[Saved entries]

....................

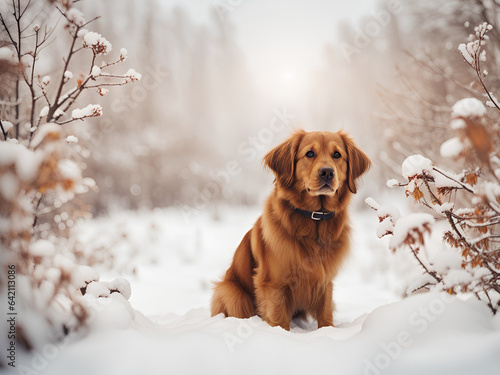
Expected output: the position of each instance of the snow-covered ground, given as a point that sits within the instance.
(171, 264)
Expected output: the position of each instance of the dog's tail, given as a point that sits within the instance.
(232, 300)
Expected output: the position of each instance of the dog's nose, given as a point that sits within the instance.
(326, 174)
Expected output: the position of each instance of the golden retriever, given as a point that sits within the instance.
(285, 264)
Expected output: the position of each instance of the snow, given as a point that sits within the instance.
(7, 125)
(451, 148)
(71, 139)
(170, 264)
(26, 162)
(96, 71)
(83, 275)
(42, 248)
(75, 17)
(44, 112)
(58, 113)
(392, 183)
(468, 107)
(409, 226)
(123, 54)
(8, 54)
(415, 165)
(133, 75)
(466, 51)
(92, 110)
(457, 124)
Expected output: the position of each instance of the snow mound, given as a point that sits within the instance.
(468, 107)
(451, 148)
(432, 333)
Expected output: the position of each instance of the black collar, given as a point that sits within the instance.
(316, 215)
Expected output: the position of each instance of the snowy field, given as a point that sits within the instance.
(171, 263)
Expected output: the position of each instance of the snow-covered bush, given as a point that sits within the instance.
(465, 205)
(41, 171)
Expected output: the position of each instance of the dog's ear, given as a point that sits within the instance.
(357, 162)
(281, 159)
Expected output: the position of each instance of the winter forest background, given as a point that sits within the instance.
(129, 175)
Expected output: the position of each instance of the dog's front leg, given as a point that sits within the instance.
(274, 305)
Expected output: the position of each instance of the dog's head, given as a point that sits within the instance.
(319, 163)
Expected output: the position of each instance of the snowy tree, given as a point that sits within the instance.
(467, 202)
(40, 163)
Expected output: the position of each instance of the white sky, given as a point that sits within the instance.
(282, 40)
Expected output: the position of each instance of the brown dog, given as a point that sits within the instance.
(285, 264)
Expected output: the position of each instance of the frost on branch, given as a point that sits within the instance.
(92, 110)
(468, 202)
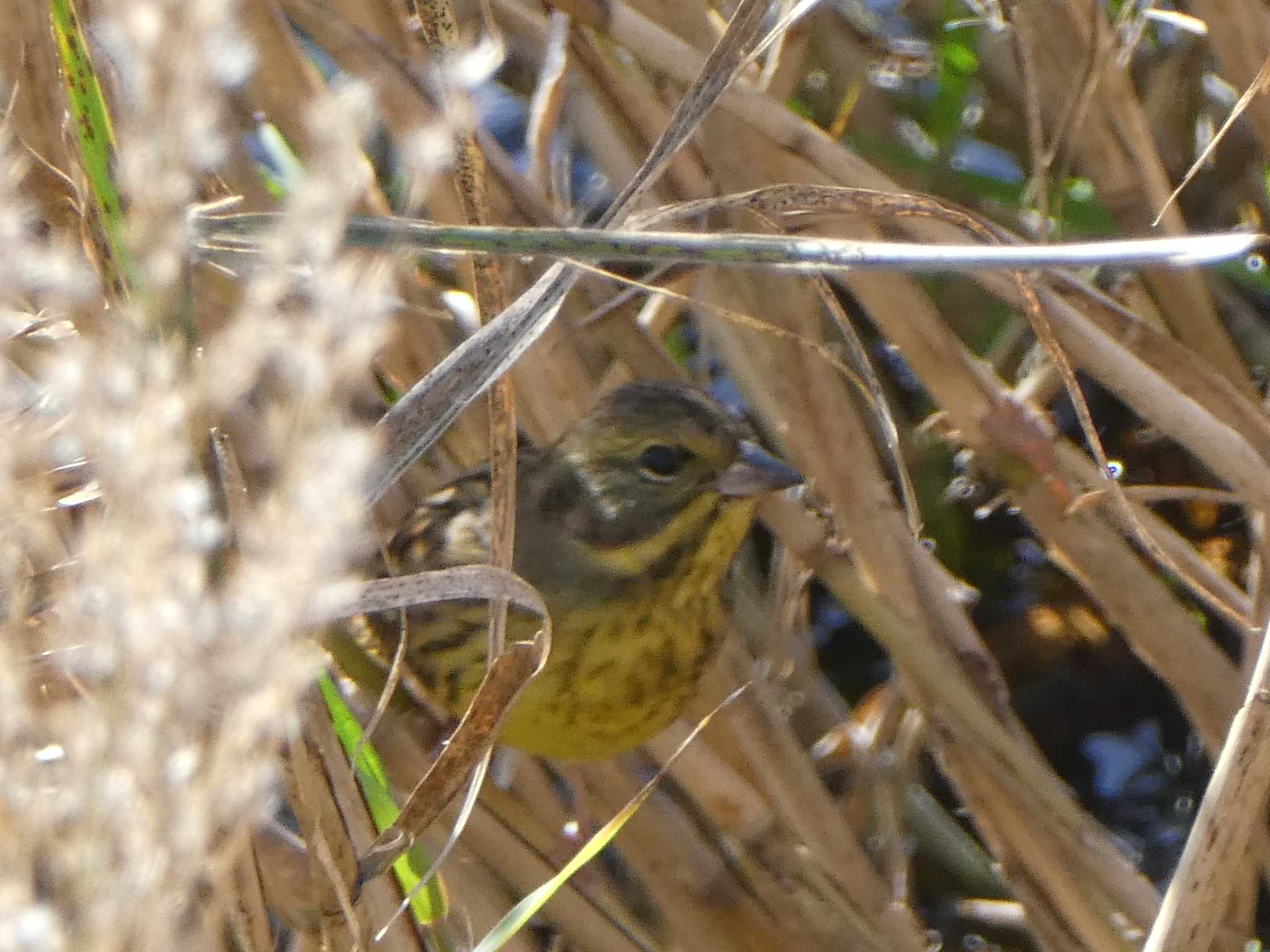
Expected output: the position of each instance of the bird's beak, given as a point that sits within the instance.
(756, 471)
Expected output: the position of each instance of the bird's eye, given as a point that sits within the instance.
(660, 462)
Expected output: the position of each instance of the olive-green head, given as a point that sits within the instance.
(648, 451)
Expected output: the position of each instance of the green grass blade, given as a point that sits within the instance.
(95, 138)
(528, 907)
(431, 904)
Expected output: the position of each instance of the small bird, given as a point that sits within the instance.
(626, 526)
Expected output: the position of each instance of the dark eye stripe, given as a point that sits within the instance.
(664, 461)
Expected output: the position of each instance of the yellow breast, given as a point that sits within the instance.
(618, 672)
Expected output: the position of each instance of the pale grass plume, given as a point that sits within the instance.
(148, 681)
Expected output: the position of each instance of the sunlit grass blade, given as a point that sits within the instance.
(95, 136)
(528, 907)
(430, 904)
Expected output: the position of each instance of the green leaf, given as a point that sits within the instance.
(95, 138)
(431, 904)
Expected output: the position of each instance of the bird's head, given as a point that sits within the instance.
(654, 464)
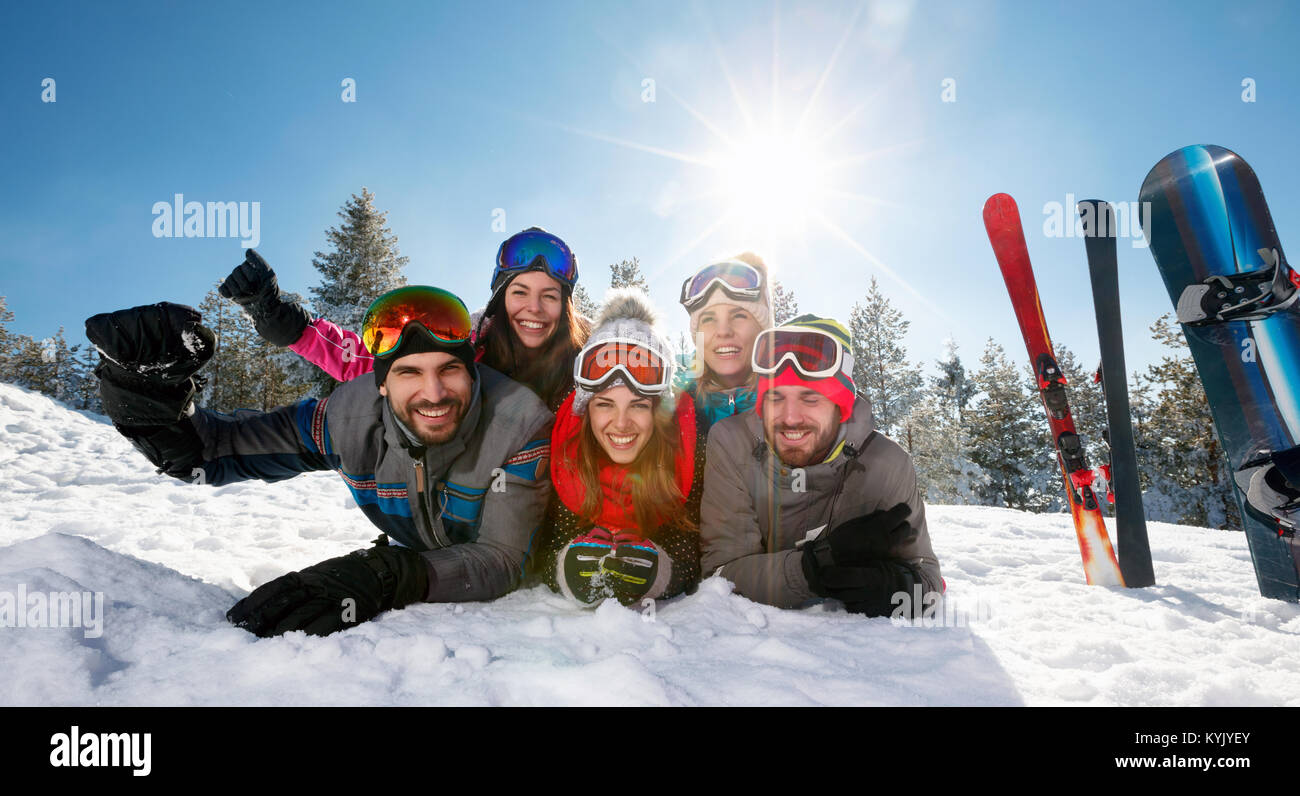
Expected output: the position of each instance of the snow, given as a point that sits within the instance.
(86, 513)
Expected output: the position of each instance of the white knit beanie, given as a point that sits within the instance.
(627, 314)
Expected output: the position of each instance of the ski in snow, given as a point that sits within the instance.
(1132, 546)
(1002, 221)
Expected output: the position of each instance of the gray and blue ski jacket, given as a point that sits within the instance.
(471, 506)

....................

# [What you have to do]
Set the pictures aside and restate word for word only the lines from the line containing "of the olive-green" through the end of the entries above, both included.

# [The completed task]
Expected output: the position of each instance of the olive-green head, given as a point that sits within the instance.
(648, 451)
Expected output: the position of each instance of the green grass blade, given as a point that sits within the instance.
(95, 138)
(528, 907)
(431, 904)
Expected output: the position of each instance of the small bird, given as a point that sits within the instance.
(626, 526)
Expected output: the position of each instance of the dark eye stripe, given as a point that sits within the instance.
(664, 461)
Expected output: the position of each instance of the yellow breast, given as a point that sits within the instance.
(618, 672)
Expected output: the position of each instance of the pale grass plume, given as a point that sits within the instance.
(148, 681)
Expected output: the position of each instance of the sunlit grass blade, given as a point that sits within the instance.
(95, 136)
(528, 907)
(430, 904)
Expected output: the position of each instance of the green leaf, given as a point that sits within the instance.
(95, 138)
(431, 904)
Expected output: the position of each instance of the bird's head, given as a point that sits within the instance.
(654, 464)
Expected output: the position of each instance of the snow, given as a point that sits within the instance.
(86, 513)
Expected output: the position of each instance of the white knit beanie, given as a point that sits within the instance.
(627, 314)
Expected output: the position of each instance of the ski in snow, given as a point that sits within the instance.
(1132, 546)
(1002, 221)
Expected output: the position of each instance of the gray and blue ski jacket, given as a point that sits within the instance.
(471, 506)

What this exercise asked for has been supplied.